- **Exercise aim**: Copy the listing word for word, starting at its very first line and ending at the line that contains "x=147, y=1046", with both of those lines included.

- **Records for this task**:
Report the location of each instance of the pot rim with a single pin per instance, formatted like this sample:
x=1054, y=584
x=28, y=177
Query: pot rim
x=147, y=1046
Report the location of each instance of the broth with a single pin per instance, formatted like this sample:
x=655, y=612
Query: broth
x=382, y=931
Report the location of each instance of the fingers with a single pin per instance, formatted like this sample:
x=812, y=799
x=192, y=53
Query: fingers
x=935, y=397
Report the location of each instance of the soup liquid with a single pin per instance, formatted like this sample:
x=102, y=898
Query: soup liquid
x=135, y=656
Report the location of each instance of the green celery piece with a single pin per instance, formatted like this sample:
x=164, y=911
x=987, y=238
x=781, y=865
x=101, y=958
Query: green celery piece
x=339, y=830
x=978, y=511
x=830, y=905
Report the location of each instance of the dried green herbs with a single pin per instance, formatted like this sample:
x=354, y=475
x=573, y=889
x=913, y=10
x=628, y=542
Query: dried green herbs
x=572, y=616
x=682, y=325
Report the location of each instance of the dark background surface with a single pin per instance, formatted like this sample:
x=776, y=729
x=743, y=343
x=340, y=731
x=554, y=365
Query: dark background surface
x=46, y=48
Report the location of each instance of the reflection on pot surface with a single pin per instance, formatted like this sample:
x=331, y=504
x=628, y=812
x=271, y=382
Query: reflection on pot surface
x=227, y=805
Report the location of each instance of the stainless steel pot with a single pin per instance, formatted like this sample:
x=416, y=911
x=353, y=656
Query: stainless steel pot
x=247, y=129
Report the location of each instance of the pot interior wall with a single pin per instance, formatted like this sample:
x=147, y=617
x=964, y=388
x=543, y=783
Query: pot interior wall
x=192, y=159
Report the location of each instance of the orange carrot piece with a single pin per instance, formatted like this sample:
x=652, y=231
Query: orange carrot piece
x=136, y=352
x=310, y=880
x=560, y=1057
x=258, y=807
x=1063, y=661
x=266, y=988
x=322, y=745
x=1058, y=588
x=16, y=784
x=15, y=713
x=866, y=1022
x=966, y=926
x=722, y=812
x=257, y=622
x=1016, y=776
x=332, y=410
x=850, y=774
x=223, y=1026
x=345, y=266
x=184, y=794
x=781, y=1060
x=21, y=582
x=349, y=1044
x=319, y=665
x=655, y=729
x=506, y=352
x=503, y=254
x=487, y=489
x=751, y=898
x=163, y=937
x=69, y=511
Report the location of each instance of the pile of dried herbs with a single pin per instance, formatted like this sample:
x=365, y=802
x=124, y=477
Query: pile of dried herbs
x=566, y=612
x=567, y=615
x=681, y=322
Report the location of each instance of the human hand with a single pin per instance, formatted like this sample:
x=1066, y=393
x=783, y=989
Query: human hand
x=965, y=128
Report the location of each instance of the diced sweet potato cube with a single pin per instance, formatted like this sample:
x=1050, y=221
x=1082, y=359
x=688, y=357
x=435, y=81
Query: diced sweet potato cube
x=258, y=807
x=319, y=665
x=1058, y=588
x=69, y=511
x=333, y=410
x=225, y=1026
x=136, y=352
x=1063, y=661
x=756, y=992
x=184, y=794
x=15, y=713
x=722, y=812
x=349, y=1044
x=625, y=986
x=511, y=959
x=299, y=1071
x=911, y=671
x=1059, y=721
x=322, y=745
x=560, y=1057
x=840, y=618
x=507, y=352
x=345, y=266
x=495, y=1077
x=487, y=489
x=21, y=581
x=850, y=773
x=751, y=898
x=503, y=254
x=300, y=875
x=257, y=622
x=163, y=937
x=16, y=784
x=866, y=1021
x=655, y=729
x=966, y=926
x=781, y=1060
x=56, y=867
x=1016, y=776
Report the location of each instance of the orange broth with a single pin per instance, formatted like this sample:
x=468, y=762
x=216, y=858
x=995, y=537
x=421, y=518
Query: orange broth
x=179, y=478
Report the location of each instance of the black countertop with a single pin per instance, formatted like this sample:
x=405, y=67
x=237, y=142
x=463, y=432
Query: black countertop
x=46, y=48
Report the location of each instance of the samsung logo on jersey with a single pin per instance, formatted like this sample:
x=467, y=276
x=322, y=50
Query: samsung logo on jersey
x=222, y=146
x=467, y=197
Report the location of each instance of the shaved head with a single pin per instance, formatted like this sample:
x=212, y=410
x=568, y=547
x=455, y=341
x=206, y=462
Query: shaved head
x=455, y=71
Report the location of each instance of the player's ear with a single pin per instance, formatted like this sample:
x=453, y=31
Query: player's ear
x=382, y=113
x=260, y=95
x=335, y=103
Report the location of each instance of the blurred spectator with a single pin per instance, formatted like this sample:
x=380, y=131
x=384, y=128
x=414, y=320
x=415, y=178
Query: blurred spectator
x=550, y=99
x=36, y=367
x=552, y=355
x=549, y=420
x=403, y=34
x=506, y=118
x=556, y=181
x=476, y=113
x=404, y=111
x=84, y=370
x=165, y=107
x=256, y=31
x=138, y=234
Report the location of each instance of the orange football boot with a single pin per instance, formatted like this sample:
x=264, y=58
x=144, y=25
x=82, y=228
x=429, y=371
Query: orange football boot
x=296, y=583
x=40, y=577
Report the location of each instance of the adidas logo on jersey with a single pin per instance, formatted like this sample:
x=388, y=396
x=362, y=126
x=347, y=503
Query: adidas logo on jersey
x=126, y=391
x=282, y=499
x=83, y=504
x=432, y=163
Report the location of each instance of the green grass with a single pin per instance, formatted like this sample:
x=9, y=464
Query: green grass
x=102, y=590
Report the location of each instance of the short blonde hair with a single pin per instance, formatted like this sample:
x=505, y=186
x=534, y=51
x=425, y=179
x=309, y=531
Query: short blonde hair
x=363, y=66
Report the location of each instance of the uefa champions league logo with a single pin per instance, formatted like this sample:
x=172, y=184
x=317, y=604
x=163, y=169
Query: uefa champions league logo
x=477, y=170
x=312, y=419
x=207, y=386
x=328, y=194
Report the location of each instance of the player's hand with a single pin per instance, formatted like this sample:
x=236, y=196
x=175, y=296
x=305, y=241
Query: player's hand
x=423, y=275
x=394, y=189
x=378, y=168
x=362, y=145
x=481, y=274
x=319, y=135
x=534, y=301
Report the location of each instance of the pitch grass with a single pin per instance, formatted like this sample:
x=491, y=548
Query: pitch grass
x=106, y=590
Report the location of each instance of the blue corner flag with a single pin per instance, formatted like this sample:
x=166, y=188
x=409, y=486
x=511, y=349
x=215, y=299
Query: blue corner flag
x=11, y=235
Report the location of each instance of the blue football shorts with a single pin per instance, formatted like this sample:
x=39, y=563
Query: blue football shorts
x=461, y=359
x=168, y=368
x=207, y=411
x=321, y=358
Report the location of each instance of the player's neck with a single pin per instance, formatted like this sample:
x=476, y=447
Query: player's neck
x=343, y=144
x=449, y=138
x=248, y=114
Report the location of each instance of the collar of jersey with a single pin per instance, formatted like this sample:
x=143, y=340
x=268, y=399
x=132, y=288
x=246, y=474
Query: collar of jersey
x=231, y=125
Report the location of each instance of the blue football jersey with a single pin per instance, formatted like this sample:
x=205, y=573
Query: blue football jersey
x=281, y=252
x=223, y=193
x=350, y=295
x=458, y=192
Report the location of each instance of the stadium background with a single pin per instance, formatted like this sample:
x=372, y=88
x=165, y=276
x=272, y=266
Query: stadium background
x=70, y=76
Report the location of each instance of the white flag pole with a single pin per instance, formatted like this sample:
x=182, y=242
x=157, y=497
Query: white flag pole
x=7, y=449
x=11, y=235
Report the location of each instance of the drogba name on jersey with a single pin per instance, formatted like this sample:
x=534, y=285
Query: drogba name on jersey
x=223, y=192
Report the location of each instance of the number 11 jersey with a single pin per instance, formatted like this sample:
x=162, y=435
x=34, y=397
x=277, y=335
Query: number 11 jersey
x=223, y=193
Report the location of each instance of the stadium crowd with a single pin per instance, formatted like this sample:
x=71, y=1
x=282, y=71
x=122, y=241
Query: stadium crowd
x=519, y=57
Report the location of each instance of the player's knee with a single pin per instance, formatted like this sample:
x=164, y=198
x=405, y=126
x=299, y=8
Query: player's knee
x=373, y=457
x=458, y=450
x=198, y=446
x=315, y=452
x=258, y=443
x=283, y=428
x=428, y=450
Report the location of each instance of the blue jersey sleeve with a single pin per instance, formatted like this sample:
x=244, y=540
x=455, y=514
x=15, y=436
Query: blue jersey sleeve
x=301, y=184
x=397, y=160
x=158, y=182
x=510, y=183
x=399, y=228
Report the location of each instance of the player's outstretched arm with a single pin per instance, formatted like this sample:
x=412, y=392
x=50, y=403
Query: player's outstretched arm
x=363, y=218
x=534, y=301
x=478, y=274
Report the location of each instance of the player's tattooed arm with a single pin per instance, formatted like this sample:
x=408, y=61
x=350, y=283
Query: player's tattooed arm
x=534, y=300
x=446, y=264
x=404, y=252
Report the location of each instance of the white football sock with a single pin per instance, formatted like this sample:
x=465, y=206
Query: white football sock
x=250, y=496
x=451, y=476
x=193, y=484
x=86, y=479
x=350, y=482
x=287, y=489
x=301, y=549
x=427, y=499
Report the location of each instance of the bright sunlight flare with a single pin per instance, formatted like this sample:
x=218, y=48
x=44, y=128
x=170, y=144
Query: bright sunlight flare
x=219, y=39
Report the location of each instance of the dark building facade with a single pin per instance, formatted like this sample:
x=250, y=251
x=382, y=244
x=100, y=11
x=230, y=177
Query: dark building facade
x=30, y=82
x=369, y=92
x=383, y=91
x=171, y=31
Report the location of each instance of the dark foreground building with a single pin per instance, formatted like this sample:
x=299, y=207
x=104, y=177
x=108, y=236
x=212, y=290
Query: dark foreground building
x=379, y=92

- **Expected answer**:
Report the location of each instance of the pot rim with a single pin per instance, formatted like this sample:
x=1054, y=584
x=28, y=177
Query: pot rim
x=147, y=1046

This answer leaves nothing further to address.